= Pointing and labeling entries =
******************************

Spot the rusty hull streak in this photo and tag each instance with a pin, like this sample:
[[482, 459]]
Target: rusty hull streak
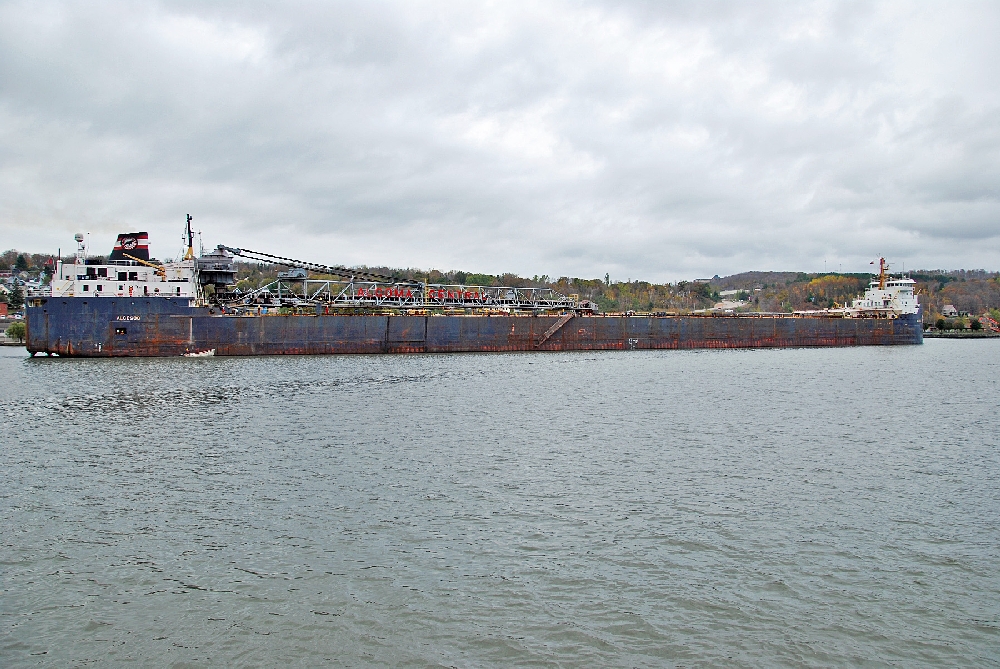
[[169, 327]]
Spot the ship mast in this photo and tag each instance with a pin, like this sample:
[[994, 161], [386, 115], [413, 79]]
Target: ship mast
[[190, 238]]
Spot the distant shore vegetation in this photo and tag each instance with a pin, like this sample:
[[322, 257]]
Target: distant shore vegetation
[[969, 292]]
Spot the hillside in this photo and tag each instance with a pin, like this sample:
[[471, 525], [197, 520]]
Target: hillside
[[972, 291]]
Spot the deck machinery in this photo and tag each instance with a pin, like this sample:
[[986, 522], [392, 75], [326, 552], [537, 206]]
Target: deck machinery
[[132, 305]]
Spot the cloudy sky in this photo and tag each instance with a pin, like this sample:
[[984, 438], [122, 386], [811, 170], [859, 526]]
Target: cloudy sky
[[656, 140]]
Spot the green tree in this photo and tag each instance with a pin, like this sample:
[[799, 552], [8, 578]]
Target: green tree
[[16, 297], [17, 331]]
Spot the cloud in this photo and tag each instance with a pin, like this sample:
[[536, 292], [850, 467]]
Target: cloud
[[654, 140]]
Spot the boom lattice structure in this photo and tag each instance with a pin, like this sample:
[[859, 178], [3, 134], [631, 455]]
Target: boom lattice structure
[[360, 289]]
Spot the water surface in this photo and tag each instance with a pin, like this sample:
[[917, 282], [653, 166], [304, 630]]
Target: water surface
[[771, 507]]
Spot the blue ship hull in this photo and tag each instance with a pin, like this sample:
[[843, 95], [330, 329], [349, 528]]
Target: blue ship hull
[[163, 326]]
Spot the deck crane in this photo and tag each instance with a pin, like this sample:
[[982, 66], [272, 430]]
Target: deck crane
[[335, 270]]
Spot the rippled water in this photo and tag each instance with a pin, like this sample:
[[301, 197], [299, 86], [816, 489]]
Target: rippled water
[[795, 507]]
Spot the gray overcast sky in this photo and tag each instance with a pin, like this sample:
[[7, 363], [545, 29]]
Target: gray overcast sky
[[656, 140]]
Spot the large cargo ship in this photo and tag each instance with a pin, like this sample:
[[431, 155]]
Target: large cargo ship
[[130, 305]]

******************************

= Do this =
Rewrite the stretch of records from the start through the line that contains "[[132, 305]]", replacing "pin" with "marker" and keeping everything else unchanged, and leave the pictures out of the answer.

= Written response =
Spot the rusty hull streak in this photo and tag each instance with a marker, like this sample:
[[482, 459]]
Target: rusty hull streak
[[169, 327]]
Spot the ship mast in this photo and tag each instance with a marker, like this sample:
[[994, 161], [386, 115], [413, 79]]
Target: ship mast
[[190, 238]]
Spot the distant shore vegetation in this photo and tag each instance with a marker, like this sample:
[[322, 257]]
Target: distant shore vegetation
[[969, 292]]
Spot the hillside in this photo and tag each instance with a marker, like this sample:
[[471, 525], [197, 520]]
Target: hillside
[[972, 291]]
Spot the deck machinery in this photo and tag each instance with a marker, like this sample:
[[986, 522], [392, 75], [326, 552], [537, 206]]
Target: deck machinery
[[132, 305]]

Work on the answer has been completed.